Request:
Please pull out every line of the records below that contains the word "brown" and copy each one.

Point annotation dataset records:
● ● ● ● ● ● ●

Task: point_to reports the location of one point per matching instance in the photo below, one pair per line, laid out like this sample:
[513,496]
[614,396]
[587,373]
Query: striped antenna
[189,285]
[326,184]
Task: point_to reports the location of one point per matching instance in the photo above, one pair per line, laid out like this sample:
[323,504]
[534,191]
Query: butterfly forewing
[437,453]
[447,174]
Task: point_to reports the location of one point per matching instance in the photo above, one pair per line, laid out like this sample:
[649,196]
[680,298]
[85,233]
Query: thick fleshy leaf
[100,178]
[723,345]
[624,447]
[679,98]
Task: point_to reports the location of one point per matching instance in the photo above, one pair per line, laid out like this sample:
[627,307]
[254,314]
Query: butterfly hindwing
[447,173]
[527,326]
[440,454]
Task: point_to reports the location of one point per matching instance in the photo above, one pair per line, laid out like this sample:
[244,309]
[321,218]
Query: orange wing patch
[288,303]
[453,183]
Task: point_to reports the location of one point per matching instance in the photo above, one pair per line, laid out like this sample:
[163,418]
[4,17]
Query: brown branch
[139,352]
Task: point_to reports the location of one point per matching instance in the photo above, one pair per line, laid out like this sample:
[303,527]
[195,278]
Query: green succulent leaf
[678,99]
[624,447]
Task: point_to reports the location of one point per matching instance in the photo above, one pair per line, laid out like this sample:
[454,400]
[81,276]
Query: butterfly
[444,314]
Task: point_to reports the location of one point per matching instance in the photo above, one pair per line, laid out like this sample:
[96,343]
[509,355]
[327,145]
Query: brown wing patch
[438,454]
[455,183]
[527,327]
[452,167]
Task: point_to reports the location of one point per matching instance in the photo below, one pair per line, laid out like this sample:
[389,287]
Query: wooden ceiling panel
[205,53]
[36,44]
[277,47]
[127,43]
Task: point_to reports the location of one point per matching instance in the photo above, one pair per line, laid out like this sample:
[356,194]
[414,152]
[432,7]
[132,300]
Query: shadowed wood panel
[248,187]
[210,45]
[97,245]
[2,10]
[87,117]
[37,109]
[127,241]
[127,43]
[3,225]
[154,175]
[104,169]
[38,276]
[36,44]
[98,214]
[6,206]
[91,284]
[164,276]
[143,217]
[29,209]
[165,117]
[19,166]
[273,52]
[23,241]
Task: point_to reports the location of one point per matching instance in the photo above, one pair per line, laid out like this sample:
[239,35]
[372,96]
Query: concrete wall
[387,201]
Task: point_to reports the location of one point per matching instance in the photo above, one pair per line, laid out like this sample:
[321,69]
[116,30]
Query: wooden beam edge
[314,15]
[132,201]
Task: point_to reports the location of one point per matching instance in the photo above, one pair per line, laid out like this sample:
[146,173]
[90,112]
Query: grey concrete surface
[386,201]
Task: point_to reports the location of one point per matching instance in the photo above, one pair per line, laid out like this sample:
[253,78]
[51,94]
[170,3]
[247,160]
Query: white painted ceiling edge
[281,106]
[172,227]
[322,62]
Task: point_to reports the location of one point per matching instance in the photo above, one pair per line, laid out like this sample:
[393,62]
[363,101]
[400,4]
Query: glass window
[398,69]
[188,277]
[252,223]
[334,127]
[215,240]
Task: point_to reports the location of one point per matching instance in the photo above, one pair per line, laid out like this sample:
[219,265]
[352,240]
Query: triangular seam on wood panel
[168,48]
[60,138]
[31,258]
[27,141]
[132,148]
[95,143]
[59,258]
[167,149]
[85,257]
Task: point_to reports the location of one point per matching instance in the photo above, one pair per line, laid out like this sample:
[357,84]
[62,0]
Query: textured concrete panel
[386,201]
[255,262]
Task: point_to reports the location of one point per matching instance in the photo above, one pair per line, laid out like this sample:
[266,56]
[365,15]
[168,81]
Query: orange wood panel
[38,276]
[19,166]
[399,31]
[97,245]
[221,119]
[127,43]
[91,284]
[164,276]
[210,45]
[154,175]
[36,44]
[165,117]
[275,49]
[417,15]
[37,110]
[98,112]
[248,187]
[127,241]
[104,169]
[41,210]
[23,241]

● ● ● ● ● ● ●

Answer for this exercise:
Query: brown branch
Query: brown wing patch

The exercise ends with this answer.